DATA FOR THIS TASK ▸

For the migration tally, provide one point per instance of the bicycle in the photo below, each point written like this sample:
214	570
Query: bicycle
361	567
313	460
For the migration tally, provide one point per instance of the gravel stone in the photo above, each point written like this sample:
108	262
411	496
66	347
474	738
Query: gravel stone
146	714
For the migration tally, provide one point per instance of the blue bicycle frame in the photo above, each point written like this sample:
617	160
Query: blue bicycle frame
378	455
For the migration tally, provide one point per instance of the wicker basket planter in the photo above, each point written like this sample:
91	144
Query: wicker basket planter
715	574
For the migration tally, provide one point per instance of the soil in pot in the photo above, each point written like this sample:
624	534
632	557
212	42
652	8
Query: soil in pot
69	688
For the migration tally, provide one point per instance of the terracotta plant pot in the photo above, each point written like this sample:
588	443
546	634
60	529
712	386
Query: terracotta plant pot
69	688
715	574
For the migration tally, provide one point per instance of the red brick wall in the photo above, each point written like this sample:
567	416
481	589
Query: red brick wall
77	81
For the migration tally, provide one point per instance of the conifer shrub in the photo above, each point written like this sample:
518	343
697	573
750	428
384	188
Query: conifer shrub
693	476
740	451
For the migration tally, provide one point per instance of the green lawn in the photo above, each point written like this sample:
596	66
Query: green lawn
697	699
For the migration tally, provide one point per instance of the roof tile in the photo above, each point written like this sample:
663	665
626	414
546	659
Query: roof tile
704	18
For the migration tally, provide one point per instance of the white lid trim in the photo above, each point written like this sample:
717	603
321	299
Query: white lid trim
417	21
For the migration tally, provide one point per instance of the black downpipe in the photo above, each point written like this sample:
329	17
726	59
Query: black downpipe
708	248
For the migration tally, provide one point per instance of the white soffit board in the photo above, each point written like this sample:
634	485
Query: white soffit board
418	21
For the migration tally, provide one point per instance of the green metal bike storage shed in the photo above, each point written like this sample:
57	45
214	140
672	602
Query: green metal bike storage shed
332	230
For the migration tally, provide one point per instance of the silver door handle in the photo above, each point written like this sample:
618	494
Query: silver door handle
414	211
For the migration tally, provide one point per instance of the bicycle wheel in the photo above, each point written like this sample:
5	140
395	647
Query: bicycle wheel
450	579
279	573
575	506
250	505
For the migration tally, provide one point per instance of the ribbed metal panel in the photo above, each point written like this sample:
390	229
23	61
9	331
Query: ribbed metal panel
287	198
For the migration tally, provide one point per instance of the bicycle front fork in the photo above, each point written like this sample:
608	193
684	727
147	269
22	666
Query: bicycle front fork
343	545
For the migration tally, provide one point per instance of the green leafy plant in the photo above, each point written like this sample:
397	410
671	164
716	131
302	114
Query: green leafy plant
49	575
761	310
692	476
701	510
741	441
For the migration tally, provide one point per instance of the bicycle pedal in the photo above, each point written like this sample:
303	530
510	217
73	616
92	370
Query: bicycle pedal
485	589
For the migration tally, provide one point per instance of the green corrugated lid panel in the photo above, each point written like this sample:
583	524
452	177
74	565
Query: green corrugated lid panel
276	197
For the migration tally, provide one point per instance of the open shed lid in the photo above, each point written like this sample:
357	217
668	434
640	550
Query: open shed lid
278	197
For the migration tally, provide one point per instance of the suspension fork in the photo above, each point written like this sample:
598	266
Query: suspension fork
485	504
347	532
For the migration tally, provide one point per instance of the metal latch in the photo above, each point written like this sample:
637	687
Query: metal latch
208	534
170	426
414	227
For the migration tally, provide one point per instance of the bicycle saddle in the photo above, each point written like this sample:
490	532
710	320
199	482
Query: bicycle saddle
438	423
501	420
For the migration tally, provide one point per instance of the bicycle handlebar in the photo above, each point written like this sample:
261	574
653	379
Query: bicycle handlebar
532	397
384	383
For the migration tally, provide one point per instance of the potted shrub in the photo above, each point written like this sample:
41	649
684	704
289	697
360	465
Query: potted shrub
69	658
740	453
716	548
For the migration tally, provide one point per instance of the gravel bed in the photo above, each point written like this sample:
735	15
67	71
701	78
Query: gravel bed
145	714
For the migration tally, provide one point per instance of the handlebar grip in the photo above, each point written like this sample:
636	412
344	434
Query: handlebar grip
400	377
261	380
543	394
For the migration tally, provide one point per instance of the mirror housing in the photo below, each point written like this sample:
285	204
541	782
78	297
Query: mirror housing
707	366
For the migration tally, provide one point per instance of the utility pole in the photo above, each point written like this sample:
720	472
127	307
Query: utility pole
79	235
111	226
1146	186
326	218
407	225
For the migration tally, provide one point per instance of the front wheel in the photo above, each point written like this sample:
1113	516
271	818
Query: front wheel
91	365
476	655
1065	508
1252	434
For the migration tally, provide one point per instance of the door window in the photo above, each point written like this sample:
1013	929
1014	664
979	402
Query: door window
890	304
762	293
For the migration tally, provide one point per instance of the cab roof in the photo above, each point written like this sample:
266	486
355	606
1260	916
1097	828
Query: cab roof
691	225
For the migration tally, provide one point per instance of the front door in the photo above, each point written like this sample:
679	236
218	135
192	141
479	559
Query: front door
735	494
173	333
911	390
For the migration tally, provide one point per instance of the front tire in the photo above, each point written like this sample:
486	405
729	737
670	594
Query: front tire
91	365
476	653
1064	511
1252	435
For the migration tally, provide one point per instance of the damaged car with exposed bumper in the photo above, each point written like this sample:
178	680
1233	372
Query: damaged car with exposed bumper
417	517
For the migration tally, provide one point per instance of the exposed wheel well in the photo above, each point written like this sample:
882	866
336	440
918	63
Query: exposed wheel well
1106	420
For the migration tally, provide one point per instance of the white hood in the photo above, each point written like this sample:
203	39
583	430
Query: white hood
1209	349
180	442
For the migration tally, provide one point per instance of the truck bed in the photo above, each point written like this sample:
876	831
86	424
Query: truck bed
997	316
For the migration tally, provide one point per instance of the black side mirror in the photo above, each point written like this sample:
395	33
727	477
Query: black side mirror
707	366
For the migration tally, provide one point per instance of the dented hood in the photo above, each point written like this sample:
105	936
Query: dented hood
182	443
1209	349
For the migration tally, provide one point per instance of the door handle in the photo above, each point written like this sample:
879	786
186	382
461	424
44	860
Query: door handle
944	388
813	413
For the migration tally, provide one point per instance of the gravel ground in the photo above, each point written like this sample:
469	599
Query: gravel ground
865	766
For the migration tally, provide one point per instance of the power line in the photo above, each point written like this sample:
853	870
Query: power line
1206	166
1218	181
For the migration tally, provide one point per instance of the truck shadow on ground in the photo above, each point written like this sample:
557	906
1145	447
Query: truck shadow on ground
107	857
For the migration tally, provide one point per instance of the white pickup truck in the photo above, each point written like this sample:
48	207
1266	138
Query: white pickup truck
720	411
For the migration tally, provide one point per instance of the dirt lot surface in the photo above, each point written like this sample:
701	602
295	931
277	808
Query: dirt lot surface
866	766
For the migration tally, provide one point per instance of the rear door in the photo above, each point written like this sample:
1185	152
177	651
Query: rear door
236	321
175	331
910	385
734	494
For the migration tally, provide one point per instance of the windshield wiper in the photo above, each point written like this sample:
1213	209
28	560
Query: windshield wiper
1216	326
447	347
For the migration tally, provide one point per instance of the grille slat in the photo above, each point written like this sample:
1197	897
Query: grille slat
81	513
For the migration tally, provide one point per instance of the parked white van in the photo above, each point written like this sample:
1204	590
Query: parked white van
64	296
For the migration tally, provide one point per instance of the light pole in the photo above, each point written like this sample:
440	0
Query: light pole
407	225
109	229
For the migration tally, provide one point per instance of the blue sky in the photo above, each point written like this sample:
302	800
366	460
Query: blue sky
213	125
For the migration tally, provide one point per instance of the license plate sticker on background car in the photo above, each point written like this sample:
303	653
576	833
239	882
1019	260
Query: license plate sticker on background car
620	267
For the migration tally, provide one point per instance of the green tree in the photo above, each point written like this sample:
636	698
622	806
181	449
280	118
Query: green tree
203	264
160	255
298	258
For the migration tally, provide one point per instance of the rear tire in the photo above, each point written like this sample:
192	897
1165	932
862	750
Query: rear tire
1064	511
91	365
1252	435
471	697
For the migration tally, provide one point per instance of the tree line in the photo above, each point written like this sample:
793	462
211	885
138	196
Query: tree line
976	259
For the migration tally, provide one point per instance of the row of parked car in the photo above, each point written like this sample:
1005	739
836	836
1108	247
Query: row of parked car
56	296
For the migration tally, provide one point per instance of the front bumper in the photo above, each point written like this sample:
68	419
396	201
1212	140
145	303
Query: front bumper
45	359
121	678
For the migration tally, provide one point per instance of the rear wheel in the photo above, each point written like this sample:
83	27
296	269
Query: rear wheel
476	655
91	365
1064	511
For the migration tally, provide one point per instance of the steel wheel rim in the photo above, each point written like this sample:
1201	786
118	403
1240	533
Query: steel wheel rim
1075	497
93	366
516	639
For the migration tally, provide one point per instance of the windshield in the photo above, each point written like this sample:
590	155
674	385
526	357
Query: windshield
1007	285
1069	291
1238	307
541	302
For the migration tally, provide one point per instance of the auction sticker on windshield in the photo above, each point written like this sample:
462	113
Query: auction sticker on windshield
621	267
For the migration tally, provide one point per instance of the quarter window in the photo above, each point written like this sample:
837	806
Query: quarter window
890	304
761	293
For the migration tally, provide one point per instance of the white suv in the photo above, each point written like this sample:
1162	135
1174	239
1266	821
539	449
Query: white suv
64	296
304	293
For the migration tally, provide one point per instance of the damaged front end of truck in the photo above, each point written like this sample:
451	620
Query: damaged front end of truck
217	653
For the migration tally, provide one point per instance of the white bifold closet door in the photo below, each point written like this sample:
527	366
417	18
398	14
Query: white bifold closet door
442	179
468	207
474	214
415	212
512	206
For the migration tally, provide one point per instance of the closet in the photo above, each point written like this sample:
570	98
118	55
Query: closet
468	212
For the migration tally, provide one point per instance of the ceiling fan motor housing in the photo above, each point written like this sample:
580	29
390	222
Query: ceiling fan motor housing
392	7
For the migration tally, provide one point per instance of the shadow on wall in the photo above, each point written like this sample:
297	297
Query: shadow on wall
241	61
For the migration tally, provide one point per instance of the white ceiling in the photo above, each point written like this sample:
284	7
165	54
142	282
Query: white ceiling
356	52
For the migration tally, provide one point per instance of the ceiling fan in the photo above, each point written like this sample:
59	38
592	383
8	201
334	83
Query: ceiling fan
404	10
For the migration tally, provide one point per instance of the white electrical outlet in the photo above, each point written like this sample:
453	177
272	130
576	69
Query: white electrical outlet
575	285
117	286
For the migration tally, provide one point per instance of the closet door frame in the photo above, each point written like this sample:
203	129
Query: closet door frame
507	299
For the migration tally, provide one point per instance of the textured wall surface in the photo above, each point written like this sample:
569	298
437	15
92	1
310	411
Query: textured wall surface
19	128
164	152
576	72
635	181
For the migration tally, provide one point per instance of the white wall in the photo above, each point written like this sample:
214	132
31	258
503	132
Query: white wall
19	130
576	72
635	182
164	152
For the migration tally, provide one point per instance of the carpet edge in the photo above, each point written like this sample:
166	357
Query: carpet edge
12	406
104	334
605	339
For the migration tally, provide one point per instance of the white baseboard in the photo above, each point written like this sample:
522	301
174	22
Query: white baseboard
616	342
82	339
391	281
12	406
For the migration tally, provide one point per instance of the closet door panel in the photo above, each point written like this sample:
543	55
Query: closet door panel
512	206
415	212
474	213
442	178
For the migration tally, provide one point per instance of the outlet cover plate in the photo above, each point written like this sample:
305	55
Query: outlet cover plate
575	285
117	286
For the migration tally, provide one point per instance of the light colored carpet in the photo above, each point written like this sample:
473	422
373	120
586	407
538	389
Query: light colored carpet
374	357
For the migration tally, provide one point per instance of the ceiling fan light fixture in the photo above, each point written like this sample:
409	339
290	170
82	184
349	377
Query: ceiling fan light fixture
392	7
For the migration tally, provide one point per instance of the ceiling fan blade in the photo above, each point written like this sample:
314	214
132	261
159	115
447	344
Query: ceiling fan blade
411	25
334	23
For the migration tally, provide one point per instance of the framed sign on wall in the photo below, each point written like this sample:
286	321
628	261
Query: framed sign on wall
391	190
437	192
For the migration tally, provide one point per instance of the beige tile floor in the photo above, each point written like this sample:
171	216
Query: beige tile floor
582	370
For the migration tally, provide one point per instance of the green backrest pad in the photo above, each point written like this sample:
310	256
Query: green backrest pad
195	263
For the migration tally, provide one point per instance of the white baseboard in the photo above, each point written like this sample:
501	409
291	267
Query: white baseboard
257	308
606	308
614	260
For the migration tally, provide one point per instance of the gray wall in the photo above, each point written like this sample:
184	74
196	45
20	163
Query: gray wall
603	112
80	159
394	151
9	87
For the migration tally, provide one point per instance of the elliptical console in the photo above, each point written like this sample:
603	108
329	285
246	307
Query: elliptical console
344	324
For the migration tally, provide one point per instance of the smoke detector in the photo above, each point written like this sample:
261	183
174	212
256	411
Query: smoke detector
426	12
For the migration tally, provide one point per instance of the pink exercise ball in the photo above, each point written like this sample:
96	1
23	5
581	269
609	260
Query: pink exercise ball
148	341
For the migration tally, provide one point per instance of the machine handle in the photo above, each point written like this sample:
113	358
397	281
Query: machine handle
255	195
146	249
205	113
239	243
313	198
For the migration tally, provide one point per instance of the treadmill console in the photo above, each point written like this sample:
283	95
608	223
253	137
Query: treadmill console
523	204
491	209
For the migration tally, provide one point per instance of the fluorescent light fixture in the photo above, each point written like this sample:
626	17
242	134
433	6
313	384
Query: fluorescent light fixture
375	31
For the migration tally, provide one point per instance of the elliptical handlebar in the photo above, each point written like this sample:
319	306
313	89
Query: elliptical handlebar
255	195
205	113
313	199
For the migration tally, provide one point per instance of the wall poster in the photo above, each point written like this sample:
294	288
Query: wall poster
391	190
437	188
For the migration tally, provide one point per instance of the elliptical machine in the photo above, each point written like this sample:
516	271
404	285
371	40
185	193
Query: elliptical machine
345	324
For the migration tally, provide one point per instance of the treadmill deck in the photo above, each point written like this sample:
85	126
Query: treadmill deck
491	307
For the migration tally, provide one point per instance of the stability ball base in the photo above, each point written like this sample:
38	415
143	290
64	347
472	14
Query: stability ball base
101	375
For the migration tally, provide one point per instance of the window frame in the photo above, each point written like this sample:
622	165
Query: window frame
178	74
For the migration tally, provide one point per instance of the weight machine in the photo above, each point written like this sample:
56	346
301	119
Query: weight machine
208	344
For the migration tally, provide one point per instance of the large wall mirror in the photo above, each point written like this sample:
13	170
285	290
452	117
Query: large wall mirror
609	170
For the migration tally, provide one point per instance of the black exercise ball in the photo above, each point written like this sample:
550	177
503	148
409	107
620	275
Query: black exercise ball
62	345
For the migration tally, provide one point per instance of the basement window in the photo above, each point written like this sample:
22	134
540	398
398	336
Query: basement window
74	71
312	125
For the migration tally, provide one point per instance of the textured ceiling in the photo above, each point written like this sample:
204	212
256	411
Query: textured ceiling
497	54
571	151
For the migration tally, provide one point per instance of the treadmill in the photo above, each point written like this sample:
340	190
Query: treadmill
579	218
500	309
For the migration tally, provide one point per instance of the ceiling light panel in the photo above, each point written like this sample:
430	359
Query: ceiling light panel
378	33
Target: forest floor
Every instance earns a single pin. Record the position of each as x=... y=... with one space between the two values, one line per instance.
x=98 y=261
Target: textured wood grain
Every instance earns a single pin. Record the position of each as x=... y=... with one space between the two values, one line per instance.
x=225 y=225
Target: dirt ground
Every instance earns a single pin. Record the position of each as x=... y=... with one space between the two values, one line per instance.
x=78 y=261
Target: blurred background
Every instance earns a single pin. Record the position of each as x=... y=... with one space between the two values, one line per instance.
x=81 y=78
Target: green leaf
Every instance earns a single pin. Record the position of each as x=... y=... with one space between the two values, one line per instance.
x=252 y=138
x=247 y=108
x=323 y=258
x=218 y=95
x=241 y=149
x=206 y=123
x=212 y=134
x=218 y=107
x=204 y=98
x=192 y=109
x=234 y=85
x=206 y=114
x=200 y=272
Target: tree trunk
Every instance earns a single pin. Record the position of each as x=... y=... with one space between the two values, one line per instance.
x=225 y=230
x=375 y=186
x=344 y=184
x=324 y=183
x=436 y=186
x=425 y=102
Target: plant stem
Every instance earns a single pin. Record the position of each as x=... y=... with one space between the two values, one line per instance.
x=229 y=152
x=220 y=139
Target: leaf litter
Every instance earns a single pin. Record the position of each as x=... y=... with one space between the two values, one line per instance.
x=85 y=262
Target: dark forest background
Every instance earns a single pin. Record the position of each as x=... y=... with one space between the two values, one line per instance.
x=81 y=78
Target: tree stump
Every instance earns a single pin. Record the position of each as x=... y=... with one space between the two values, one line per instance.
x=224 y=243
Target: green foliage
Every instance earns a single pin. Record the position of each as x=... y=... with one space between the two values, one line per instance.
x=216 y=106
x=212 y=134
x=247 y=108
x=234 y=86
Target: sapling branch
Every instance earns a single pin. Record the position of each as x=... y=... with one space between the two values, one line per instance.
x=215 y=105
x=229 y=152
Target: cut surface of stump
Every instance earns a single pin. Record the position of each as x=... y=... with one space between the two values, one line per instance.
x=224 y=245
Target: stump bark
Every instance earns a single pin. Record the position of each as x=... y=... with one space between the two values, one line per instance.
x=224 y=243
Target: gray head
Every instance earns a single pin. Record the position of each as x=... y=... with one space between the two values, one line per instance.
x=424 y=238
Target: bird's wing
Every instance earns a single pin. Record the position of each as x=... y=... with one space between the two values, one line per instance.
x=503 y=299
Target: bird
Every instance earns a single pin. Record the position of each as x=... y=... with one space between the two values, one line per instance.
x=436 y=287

WHAT IS BEING ASKED ▸ Show me every line in the data above that includes "stump".

EXERCISE ANSWER ▸
Target: tree stump
Target: cut surface of stump
Target: stump bark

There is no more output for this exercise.